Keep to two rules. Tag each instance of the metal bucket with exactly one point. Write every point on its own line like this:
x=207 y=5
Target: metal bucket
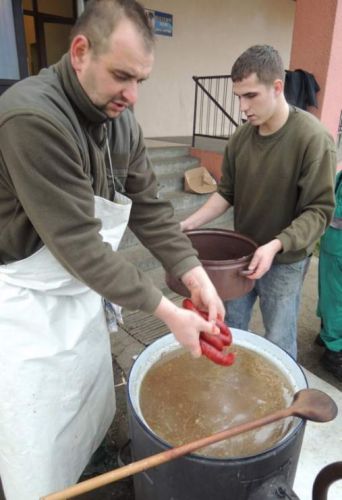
x=225 y=256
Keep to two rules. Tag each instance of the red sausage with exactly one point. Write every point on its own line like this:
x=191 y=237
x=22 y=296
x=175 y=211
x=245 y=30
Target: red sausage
x=213 y=340
x=216 y=356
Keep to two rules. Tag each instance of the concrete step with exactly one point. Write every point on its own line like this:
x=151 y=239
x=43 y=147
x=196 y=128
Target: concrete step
x=171 y=182
x=182 y=200
x=225 y=221
x=167 y=152
x=175 y=165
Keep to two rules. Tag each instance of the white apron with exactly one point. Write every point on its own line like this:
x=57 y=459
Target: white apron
x=57 y=396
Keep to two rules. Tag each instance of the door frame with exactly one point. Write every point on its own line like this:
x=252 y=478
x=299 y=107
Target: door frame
x=20 y=43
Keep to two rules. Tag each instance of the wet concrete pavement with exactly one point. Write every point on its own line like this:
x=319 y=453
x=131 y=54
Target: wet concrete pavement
x=140 y=330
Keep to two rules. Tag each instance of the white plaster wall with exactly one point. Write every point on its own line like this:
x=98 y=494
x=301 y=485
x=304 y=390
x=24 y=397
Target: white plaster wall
x=207 y=38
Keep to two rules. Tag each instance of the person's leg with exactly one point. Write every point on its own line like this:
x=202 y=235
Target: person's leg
x=279 y=294
x=330 y=309
x=239 y=311
x=330 y=301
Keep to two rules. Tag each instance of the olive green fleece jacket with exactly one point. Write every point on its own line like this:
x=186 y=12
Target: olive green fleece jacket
x=53 y=161
x=281 y=185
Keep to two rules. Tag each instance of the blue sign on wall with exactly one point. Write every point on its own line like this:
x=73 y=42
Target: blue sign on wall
x=161 y=21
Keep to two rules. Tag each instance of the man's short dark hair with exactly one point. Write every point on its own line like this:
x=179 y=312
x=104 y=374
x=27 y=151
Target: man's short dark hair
x=263 y=60
x=100 y=18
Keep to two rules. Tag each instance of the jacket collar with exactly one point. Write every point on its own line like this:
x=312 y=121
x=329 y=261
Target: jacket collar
x=75 y=92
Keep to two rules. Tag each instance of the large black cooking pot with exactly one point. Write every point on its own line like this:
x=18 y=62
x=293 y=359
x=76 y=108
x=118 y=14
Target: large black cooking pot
x=225 y=256
x=268 y=475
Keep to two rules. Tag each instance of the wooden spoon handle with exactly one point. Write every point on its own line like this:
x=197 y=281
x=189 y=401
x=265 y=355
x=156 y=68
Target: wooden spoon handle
x=165 y=456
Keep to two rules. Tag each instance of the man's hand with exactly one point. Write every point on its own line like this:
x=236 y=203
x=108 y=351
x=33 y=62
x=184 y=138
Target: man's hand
x=263 y=258
x=185 y=325
x=203 y=293
x=215 y=206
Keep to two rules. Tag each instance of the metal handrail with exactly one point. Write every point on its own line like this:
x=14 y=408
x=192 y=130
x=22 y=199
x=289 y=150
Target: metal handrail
x=213 y=98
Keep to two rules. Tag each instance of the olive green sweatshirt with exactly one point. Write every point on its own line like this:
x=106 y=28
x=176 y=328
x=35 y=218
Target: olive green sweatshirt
x=53 y=160
x=281 y=185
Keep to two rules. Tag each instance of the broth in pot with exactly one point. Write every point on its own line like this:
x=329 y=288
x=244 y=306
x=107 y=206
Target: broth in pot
x=183 y=399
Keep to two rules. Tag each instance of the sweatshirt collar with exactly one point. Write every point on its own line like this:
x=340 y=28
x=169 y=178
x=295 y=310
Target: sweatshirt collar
x=75 y=92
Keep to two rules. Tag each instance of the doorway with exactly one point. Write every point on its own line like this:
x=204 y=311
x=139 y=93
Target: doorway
x=47 y=26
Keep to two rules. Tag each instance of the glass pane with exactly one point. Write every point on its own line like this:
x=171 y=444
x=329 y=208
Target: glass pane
x=56 y=41
x=61 y=8
x=9 y=67
x=27 y=5
x=31 y=45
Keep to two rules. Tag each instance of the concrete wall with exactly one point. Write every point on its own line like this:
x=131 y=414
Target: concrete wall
x=207 y=38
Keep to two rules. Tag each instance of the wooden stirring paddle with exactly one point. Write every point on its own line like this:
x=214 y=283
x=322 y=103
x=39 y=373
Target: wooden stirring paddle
x=310 y=404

=====

A verbatim retyping of the listing, without any pictures, is the expected answer.

## Solution to the exercise
Keep to two rules. Tag each instance of the metal bucket with exactly one point. Write every point on its own line like this:
x=207 y=5
Target: metal bucket
x=225 y=256
Keep to two rules. Tag each instance of the red sausage with exactly one point. Write every point on its own line like this:
x=191 y=237
x=22 y=296
x=175 y=211
x=245 y=30
Target: red sausage
x=213 y=340
x=216 y=356
Keep to two rules. Tag each instance of the concrete step with exactly one point. Write every point on its own line like this:
x=151 y=239
x=43 y=147
x=196 y=128
Target: concrete step
x=171 y=182
x=182 y=200
x=225 y=221
x=167 y=152
x=175 y=165
Keep to two rules. Tag each instance of the white apron with exactly one point. Write every point on its own line like this:
x=57 y=459
Target: white apron
x=57 y=396
Keep to two rules. Tag each instance of the door frame with exactly one point. Write every point on its own line like this:
x=252 y=478
x=299 y=107
Target: door frame
x=20 y=43
Keep to two rules. Tag each instance of the wet concrete pavement with exactly one point. Write every point on its own line like this:
x=319 y=453
x=131 y=54
Target: wet concrete pavement
x=140 y=330
Keep to two rules. Tag each instance of the white plaster wall with exactly one point. Write every point on its own line like this:
x=98 y=494
x=301 y=485
x=304 y=390
x=24 y=397
Target: white plaster wall
x=207 y=38
Keep to two rules. Tag each instance of the person's leg with exactly one point. Write every point on its own line like this:
x=202 y=235
Target: person's leg
x=279 y=294
x=330 y=309
x=239 y=311
x=330 y=301
Keep to two rules. Tag each instance of the olive green fleece jacket with exactly one point. Write every point on its own line like this:
x=186 y=12
Target: olive green fleece jacket
x=53 y=161
x=281 y=185
Keep to two rules. Tag each instance of the blue sign on wall with exactly one point. Write every point on its own line like this:
x=73 y=42
Target: blue sign on wall
x=161 y=21
Keep to two rules. Tag each instance of the man's short dark hair with exactly one point. Write every point on its own line like this:
x=179 y=312
x=104 y=374
x=27 y=151
Target: man's short dark hair
x=263 y=60
x=100 y=18
Keep to two rules. Tag each instance of the jacket collar with exactly one point. Write every point on its own line like this:
x=312 y=121
x=329 y=261
Target: jacket collar
x=75 y=92
Keep to two rules. Tag each instance of the large black cooking pot with exactly one point. Write every point on its own line like this:
x=18 y=62
x=293 y=359
x=76 y=108
x=118 y=14
Target: large black cooking pot
x=225 y=256
x=268 y=475
Keep to two rules. Tag each instance of the wooden spoon handle with exactly one point. Write every point on its own line like this:
x=197 y=281
x=189 y=401
x=265 y=355
x=156 y=68
Target: wooden spoon handle
x=165 y=456
Keep to two rules. Tag each instance of the man's hand with exactly one point. Write every point on its own line like this:
x=236 y=203
x=108 y=351
x=33 y=62
x=184 y=138
Target: man's hand
x=263 y=258
x=185 y=325
x=203 y=293
x=215 y=206
Keep to two rules. Tag each instance of the metal handrail with exactly one point. Write every point on its own line like this:
x=14 y=408
x=192 y=130
x=22 y=199
x=289 y=150
Target: metal handrail
x=213 y=98
Keep to two rules. Tag each instance of the olive green sweatshirt with exactly one point. Write every point on its own line like this:
x=106 y=28
x=176 y=328
x=35 y=218
Target: olive green sweatshirt
x=53 y=160
x=281 y=185
Keep to two rules. Tag each instance of the broth in pot with exactly one point. Write every point on its own line like this:
x=329 y=288
x=244 y=306
x=107 y=206
Target: broth in pot
x=183 y=399
Keep to two rules. Tag each instance of the sweatshirt collar with exactly one point. Write every point on its own line like this:
x=340 y=28
x=169 y=178
x=295 y=310
Target: sweatshirt collar
x=75 y=92
Keep to two rules. Tag each instance of the doorway with exactly one point. Write every point on its own line like this:
x=204 y=311
x=139 y=93
Target: doorway
x=47 y=26
Keep to two rules. Tag each instance of the glass pane with exactly one point. Write every point on its own line like this:
x=171 y=444
x=329 y=208
Target: glass pane
x=56 y=41
x=61 y=8
x=9 y=67
x=27 y=5
x=31 y=45
Keep to two rules. Tag each instance of the concrete wall with exactly one point. Write every point on its own line like this:
x=131 y=414
Target: concrete wall
x=207 y=38
Keep to two rules. Tag each instance of the wooden stirring paddle with exactly one point. Write every point on its own line like this:
x=214 y=283
x=322 y=103
x=39 y=373
Target: wooden stirring paddle
x=310 y=404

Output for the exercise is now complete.